How many lines in the items below contain the word "house"? Case counts. Reply with the number alone.

────────────────────────────────────────

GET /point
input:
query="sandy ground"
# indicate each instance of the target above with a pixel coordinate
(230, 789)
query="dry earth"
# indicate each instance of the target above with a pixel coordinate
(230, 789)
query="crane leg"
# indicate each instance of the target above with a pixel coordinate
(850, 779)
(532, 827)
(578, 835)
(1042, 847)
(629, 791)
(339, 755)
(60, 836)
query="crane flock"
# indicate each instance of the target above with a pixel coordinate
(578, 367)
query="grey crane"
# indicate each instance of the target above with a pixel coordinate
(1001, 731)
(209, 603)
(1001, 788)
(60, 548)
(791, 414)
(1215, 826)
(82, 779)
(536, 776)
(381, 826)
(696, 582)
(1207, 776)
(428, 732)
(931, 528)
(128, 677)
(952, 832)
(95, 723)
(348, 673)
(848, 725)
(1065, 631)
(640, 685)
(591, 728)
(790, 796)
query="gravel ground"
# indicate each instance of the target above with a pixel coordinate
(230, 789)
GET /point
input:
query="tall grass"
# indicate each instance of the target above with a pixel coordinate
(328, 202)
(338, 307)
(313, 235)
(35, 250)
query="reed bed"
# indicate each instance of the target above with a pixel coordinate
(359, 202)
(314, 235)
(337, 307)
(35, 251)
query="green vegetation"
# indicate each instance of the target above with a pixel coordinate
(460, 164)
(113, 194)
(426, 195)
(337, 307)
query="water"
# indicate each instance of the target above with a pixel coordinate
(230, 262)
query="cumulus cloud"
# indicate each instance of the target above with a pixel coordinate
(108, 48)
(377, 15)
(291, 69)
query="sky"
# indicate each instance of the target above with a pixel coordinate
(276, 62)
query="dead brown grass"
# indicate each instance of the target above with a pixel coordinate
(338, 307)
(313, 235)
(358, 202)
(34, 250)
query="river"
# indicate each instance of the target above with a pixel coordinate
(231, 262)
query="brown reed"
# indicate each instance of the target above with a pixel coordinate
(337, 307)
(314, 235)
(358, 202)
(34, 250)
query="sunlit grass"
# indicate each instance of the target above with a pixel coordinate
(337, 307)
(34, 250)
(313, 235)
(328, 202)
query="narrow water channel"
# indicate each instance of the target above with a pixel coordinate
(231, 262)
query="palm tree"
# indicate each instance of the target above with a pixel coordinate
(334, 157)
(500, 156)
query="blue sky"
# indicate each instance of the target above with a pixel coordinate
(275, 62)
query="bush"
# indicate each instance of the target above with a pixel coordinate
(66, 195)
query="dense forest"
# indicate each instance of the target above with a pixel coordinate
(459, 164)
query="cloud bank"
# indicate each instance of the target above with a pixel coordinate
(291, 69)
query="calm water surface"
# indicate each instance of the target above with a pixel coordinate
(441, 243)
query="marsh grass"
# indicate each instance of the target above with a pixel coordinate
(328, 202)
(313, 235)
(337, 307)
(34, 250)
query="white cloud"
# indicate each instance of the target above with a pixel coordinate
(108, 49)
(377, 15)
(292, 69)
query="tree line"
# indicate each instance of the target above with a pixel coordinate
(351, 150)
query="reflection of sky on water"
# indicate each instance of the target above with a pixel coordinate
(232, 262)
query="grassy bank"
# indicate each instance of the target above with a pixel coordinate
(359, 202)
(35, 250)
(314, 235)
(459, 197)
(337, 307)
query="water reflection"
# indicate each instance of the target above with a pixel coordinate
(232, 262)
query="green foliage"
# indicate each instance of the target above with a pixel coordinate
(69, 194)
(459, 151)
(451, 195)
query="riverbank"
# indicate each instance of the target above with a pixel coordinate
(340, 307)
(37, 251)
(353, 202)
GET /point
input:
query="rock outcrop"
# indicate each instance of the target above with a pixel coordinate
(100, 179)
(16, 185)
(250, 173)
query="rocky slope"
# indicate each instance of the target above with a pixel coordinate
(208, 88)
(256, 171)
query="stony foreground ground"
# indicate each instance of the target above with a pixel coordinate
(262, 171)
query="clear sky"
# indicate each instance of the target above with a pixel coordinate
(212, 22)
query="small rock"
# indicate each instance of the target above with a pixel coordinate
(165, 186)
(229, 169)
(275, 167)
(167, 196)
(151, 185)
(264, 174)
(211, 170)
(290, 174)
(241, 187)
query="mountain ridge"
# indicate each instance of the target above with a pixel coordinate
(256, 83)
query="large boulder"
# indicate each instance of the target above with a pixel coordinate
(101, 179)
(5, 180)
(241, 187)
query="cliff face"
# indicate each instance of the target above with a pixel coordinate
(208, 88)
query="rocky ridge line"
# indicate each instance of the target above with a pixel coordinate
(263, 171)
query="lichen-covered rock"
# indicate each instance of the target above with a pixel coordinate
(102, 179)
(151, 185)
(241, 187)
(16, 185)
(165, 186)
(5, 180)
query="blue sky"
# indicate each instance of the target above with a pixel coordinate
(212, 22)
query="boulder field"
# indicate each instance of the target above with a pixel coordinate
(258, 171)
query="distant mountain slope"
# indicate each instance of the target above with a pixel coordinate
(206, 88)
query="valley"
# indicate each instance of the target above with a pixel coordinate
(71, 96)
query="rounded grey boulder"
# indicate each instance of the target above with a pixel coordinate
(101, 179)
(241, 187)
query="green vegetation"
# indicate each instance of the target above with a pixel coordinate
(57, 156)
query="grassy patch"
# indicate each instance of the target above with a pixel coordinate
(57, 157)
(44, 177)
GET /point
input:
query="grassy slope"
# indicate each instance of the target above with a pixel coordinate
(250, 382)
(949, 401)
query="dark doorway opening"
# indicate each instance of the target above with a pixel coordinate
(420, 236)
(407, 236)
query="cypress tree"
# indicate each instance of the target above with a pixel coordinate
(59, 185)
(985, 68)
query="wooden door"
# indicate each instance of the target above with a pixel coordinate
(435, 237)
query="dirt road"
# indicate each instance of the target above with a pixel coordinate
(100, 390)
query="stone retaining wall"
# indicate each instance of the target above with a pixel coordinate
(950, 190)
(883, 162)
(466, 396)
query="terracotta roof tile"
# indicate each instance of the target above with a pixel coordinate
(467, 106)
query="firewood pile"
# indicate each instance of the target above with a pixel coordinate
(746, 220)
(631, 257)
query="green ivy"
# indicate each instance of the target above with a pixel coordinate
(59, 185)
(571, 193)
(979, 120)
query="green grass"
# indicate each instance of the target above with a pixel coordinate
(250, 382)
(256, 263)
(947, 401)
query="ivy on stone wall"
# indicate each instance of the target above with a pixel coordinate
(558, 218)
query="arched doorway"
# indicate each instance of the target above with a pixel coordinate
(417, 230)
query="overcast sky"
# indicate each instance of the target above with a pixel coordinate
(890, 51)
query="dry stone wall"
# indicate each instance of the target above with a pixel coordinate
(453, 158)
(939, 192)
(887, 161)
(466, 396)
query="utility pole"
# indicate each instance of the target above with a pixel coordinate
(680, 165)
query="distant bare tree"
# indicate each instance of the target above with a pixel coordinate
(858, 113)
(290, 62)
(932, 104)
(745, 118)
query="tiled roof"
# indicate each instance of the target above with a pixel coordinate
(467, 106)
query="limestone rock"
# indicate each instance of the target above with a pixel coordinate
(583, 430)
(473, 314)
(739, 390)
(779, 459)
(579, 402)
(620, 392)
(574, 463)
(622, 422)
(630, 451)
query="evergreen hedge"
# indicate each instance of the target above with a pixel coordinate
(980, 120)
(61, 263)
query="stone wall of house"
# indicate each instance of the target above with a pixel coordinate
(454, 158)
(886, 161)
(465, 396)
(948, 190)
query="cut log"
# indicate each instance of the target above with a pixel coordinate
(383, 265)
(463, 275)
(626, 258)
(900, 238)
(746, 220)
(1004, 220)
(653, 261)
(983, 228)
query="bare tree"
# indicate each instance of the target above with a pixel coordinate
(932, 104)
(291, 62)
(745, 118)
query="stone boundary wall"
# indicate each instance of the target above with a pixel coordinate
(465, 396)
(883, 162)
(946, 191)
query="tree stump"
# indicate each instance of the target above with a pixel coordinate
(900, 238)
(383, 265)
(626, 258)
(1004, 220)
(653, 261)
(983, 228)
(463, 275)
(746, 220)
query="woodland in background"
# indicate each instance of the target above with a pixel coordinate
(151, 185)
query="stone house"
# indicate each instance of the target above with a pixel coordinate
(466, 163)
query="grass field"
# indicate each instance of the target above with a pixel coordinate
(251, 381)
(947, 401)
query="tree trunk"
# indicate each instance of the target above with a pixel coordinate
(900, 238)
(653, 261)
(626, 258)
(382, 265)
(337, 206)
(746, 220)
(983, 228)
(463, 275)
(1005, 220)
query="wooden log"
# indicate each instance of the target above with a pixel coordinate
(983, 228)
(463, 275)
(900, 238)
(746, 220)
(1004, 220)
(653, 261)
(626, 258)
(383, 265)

────────────────────────────────────────

Solution:
2